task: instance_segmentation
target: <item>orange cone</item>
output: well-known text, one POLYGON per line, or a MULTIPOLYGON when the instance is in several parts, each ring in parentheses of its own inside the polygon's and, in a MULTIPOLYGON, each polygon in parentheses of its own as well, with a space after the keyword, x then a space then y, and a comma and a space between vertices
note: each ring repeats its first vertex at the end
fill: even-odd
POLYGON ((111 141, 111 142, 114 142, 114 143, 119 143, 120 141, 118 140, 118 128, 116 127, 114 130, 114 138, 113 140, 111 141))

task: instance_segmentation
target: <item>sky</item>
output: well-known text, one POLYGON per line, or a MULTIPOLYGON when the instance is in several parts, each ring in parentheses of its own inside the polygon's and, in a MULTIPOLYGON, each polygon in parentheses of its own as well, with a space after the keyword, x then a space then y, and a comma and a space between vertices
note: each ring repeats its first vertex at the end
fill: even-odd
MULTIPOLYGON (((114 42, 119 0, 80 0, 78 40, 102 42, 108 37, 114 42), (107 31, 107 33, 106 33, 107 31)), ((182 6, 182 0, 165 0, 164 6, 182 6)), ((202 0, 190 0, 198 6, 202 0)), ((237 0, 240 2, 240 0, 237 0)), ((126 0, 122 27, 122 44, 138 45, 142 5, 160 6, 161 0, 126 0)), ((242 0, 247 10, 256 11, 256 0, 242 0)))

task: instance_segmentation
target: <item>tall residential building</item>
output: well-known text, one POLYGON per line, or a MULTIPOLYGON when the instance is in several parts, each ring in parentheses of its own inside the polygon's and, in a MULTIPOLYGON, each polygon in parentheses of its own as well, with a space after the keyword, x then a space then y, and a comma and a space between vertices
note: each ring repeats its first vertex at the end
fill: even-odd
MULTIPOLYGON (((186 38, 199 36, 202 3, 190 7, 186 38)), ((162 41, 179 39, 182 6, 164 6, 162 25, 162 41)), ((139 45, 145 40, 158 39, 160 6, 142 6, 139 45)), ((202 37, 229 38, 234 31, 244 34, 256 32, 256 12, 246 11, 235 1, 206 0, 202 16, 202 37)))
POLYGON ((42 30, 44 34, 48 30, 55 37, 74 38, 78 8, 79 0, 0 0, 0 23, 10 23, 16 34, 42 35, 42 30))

[THE TASK]
Rewrite the records as a numbered list, from the start of the records through the line containing "MULTIPOLYGON (((114 42, 119", leaving out blank lines.

[REPLY TO THE TASK]
1. task: instance_segmentation
2. target: <item>orange cone</item>
3. output: well-known text, one POLYGON per line, or a MULTIPOLYGON when the instance is in several parts, each ring in parentheses of its own inside the polygon's and, in a MULTIPOLYGON, each polygon in parentheses of its own as well, with a space after the keyword, x then a space then y, and a comma and a space between vertices
4. note: each ring repeats its first vertex at the end
5. fill: even-odd
6. POLYGON ((111 141, 111 142, 114 142, 114 143, 119 143, 120 141, 118 140, 118 128, 116 127, 114 130, 114 138, 113 140, 111 141))
7. task: instance_segmentation
8. target: <item>sky</item>
9. output: well-known text, one POLYGON per line, or a MULTIPOLYGON when the instance is in several parts, each ring in parentheses of its own inside the polygon's and, in a MULTIPOLYGON, each polygon in parentheses of its own as well, with a space after the keyword, x then a space then y, and a comma and a space between vertices
10. note: each ring repeats its first vertex at the end
11. fill: even-odd
12. MULTIPOLYGON (((114 42, 119 0, 80 0, 78 40, 102 42, 108 37, 114 42), (107 31, 107 33, 106 33, 107 31)), ((182 6, 182 0, 165 0, 164 6, 182 6)), ((202 0, 190 0, 198 6, 202 0)), ((237 0, 240 2, 240 0, 237 0)), ((126 0, 122 27, 122 44, 138 45, 142 5, 160 6, 161 0, 126 0)), ((242 0, 247 10, 256 11, 256 0, 242 0)))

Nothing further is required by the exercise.